* _Aufgabenstellung A_: Gib aus dem Text über Petrus und den Behinderten alles von „Der Behinderte wundert“ bis hinunter zu „arm wie er.“ wortgetreu wieder.
* _Aufgabenstellung B_: Setze den Text über Petrus und den Behinderten im Anschluss an seinen letzten Satz fort.

* _Seitentext_:
Der Behinderte wundert sich wahrscheinlich, fragt sich, was das soll – und hofft wahrscheinlich auf eine besonders großzügige Spende, die sein Überleben für längere Zeit sichern würde. Umso betroffener hat ihn wahrscheinlich der nächste Satz des Petrus gemacht: “Silber und Gold habe ich nicht”. Also wird es nicihts mit der großzügigen Spende, wieder eine enttäuschte Hoffnung. Jemand will, dass er ihn ansieht, und ist doch genauso arm wie er.

* _Gegebene Daten_:
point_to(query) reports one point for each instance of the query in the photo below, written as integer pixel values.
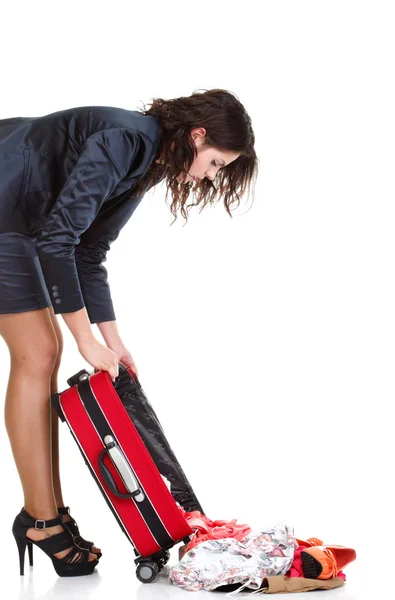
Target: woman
(69, 181)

* _Lösung A_:
Der Behinderte wundert sich wahrscheinlich, fragt sich, was das soll – und hofft wahrscheinlich auf eine besonders großzügige Spende, die sein Überleben für längere Zeit sichern würde. Umso betroffener hat ihn wahrscheinlich der nächste Satz des Petrus gemacht: “Silber und Gold habe ich nicht”. Also wird es nicihts mit der großzügigen Spende, wieder eine enttäuschte Hoffnung. Jemand will, dass er ihn ansieht, und ist doch genauso arm wie er.

* _Lösung B_:
Aber dann geschieht das Wunder. Petrus reicht dem Lahmen die Hand, zieht ihn hoch, befiehlt iihm im Namen Jesu Christi zu gehen – und er kann gehen. Er kann nicht nur gehen, sondern er springt umher, läuft, vielleicht tanzt er sogar ein wenig, und er lobt Gott. Er hat begriffen, dass nicht Petrus und Johannes ihn geheilt haben, sondern dass es Gott selbst war, der in diesem Augenblick die Heilung bewirkt hat. Und er kann endlich zu dem Ort gehen, der ihm sein Leben lang verschlossen blieb: in den Tempel. Er gehört nun dazu, ist Teil der Gemeinschhaft des Volkes Gottes. Das ist vielleicht das größere Wunder: dass jemand, der sein Leben lang draußen davor stand, mit Makel behaftet, nun befreit ist, dazugehört, Gott loben kannn wie alle anderen auch.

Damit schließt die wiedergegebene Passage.